The Nikon D5300 is an F-mount DSLR with a  carbon-fiber-reinforced polymer body and other new technologies, announced by Nikon on October 17, 2013. It is a mid-range camera with a crop sensor and requires a minimum camera 8.3 raw plugin for Photoshop to process its .NEF files. 

It features the Expeed 4 processor and is the company's first DSLR with built-in Wi-Fi and GPS. It shares the same 24-megapixel image sensor as its D5200 predecessor, but without an anti-aliasing (AA) filter, equal to the Nikon D7100. MSRP for the body is $800, and $1,400 with an 18-140mm f/3.5-5.6 kit lens. The camera replaces the D5200 and is replaced by the Nikon D5500.

Features 

Expeed 4 with lower power consumption; extended battery life to 600 shots
Full HD video 1080p with auto focus also in uncompressed video (clean HDMI at 60p,30p,24p only) format. Nikon's first DSLR with 60p/50p framerate at full HD resolution (several previous Nikon bodies supported 60p/50p, but only at 720p)

▶ _EXERCISE TASK A_
Reproduce the Nikon D5300 overview above in full, without altering any of its wording.

▶ _SOURCE MATERIAL_
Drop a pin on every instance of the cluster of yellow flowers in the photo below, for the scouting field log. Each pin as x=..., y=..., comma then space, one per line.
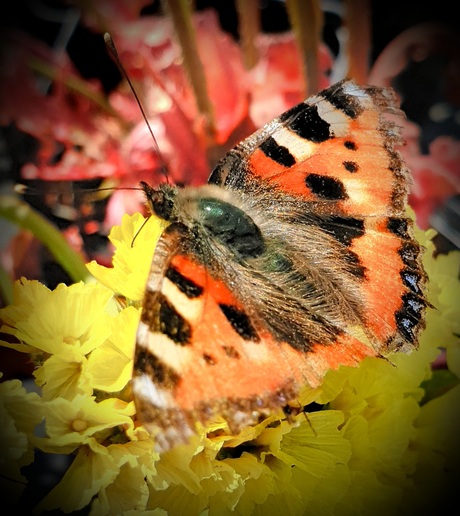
x=384, y=440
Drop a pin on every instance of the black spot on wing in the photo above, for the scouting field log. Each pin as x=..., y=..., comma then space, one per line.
x=305, y=121
x=343, y=229
x=208, y=359
x=185, y=285
x=277, y=152
x=409, y=316
x=240, y=322
x=411, y=280
x=348, y=104
x=326, y=187
x=161, y=316
x=152, y=366
x=355, y=266
x=351, y=166
x=409, y=254
x=231, y=352
x=398, y=227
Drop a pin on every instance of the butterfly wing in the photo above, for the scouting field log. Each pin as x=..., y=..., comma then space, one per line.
x=198, y=354
x=333, y=158
x=238, y=338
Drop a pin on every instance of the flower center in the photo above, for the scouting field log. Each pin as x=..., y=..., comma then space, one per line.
x=79, y=425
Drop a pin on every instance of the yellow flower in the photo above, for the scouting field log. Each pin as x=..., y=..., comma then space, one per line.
x=134, y=243
x=110, y=365
x=20, y=413
x=370, y=440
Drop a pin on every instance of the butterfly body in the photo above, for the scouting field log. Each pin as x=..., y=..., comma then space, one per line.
x=295, y=258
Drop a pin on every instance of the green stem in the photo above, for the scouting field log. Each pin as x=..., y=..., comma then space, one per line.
x=181, y=13
x=24, y=216
x=249, y=27
x=307, y=21
x=6, y=287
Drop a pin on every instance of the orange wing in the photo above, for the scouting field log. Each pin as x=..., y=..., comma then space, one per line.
x=198, y=355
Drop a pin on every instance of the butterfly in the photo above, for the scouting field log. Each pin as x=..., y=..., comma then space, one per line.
x=295, y=258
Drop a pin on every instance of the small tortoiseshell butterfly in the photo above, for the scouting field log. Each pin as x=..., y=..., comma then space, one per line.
x=295, y=258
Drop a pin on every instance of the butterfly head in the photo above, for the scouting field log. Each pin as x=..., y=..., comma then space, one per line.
x=161, y=200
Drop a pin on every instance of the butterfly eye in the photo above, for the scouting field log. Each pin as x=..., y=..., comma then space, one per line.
x=231, y=226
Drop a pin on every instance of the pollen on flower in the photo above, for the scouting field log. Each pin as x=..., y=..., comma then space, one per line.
x=79, y=425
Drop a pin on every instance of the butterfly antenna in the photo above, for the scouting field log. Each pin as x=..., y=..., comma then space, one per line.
x=114, y=54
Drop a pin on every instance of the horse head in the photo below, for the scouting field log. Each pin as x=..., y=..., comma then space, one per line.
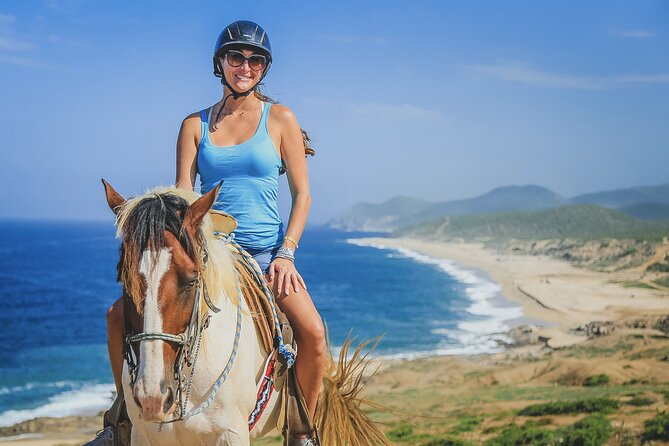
x=160, y=267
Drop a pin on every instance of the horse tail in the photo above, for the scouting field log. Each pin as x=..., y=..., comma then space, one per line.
x=339, y=415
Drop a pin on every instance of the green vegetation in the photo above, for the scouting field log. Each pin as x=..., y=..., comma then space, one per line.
x=447, y=441
x=468, y=423
x=402, y=432
x=586, y=222
x=596, y=380
x=593, y=430
x=656, y=428
x=604, y=405
x=640, y=401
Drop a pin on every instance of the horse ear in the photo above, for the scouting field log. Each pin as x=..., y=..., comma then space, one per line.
x=114, y=199
x=200, y=207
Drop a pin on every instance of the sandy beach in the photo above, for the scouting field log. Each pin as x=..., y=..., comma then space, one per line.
x=548, y=289
x=432, y=395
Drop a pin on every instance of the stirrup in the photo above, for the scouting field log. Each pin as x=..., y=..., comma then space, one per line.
x=298, y=421
x=104, y=437
x=117, y=426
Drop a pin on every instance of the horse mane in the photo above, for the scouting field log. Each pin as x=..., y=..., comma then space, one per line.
x=141, y=223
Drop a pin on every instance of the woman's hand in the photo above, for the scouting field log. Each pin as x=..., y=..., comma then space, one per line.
x=283, y=270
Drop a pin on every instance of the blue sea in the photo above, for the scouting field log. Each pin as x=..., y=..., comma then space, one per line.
x=57, y=280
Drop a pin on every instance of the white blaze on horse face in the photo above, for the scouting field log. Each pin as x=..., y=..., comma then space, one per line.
x=153, y=267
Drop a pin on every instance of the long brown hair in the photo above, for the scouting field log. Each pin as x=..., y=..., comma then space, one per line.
x=306, y=140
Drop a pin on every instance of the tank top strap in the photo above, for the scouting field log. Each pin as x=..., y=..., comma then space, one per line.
x=264, y=118
x=205, y=116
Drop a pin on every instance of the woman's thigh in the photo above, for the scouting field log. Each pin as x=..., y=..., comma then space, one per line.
x=300, y=310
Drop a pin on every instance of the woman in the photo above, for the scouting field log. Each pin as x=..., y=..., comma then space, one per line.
x=246, y=140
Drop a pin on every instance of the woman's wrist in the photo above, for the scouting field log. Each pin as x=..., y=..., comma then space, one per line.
x=286, y=253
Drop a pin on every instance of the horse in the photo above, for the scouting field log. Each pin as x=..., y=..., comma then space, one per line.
x=193, y=357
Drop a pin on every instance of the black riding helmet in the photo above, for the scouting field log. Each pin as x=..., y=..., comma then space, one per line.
x=241, y=34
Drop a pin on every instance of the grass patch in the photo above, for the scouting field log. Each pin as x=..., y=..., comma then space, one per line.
x=604, y=405
x=596, y=380
x=526, y=435
x=448, y=441
x=658, y=353
x=403, y=432
x=592, y=351
x=656, y=428
x=593, y=430
x=468, y=423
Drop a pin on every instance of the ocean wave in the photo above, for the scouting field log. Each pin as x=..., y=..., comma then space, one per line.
x=28, y=387
x=87, y=400
x=478, y=335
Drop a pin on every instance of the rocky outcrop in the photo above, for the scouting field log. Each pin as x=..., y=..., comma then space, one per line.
x=595, y=328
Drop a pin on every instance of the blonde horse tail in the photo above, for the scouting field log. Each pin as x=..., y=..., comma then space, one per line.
x=339, y=415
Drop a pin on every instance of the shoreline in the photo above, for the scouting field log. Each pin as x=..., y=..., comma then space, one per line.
x=547, y=289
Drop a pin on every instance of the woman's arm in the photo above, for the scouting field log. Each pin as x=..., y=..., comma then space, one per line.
x=292, y=153
x=187, y=142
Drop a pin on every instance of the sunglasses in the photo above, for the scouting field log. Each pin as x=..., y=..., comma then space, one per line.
x=236, y=59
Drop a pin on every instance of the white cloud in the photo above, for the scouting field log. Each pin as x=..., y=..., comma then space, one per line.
x=394, y=111
x=635, y=34
x=525, y=73
x=10, y=44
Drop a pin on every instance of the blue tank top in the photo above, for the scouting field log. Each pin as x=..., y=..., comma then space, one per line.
x=250, y=174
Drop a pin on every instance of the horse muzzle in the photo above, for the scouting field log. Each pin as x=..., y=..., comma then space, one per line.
x=154, y=406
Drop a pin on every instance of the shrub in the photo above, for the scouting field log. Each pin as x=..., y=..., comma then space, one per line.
x=640, y=401
x=605, y=405
x=656, y=428
x=515, y=436
x=593, y=430
x=596, y=380
x=468, y=423
x=401, y=432
x=447, y=441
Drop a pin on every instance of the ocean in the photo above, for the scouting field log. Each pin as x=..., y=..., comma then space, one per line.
x=57, y=280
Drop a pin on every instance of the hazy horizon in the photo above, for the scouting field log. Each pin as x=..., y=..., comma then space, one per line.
x=439, y=101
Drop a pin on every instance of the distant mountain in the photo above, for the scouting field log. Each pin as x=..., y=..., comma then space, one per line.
x=625, y=197
x=648, y=203
x=647, y=211
x=401, y=212
x=378, y=217
x=581, y=221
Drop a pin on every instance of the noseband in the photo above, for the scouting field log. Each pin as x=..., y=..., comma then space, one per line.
x=189, y=342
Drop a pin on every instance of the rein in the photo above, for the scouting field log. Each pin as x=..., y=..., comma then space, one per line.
x=189, y=341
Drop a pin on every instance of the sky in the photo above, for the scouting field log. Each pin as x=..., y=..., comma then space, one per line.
x=436, y=100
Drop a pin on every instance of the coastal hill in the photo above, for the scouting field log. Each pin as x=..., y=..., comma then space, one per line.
x=649, y=203
x=582, y=221
x=586, y=235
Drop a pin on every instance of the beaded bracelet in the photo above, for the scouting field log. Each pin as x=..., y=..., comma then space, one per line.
x=286, y=253
x=292, y=240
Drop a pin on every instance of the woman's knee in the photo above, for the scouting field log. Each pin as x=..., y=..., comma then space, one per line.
x=115, y=319
x=313, y=335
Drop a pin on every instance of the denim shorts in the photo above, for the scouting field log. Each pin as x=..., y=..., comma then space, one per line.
x=264, y=257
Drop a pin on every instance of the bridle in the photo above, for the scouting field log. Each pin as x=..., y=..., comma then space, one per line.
x=189, y=342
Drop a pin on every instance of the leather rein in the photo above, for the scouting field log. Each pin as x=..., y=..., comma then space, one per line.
x=189, y=342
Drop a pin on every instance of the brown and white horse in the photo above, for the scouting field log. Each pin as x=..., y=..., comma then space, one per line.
x=180, y=343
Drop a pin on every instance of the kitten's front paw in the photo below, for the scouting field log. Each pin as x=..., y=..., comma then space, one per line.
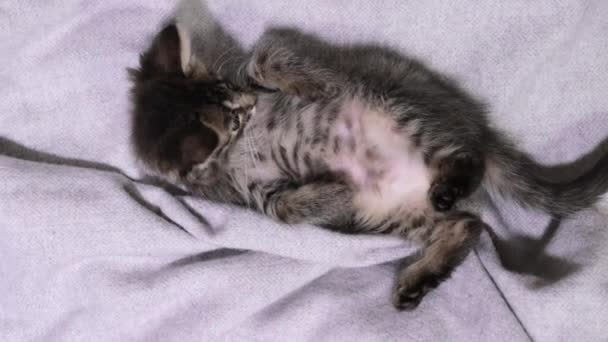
x=291, y=75
x=411, y=287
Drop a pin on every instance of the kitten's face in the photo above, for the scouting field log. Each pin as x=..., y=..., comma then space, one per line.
x=183, y=116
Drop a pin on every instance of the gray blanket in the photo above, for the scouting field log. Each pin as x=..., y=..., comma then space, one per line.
x=90, y=251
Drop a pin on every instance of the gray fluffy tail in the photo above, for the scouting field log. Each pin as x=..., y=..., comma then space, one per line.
x=514, y=174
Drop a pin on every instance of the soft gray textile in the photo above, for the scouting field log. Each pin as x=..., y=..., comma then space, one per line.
x=88, y=253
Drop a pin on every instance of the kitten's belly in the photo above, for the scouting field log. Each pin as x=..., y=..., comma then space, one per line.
x=387, y=171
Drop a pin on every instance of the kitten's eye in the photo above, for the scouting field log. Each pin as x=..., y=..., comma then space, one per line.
x=236, y=122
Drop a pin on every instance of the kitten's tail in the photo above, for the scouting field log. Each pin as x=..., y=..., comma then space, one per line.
x=513, y=173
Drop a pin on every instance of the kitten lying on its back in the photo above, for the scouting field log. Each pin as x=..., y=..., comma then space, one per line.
x=358, y=139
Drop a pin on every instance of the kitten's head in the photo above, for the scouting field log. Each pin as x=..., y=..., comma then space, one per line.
x=183, y=115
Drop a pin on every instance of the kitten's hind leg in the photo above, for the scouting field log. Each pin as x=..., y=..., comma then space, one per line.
x=448, y=242
x=327, y=204
x=277, y=63
x=458, y=174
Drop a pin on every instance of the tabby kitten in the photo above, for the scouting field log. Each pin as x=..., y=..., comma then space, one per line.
x=358, y=139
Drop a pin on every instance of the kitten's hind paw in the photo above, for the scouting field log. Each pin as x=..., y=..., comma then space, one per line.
x=411, y=288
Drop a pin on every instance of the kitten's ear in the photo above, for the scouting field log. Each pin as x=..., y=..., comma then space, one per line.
x=171, y=55
x=197, y=145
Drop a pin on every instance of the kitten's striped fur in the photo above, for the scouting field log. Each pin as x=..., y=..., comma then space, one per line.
x=357, y=138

▶ _EXERCISE TASK B_
How many lines of the rows contain the word "rein"? Give the number alone.

▶ _COMPLETE OUTPUT A_
The Nikon D5300 is an F-mount DSLR with a  carbon-fiber-reinforced polymer body and other new technologies, announced by Nikon on October 17, 2013. It is a mid-range camera with a crop sensor and requires a minimum camera 8.3 raw plugin for Photoshop to process its .NEF files. 

It features the Expeed 4 processor and is the company's first DSLR with built-in Wi-Fi and GPS. It shares the same 24-megapixel image sensor as its D5200 predecessor, but without an anti-aliasing (AA) filter, equal to the Nikon D7100. MSRP for the body is $800, and $1,400 with an 18-140mm f/3.5-5.6 kit lens. The camera replaces the D5200 and is replaced by the Nikon D5500.

Features 

Expeed 4 with lower power consumption; extended battery life to 600 shots
Full HD video 1080p with auto focus also in uncompressed video (clean HDMI at 60p,30p,24p only) format. Nikon's first DSLR with 60p/50p framerate at full HD resolution (several previous Nikon bodies supported 60p/50p, but only at 720p)

▶ _COMPLETE OUTPUT B_
2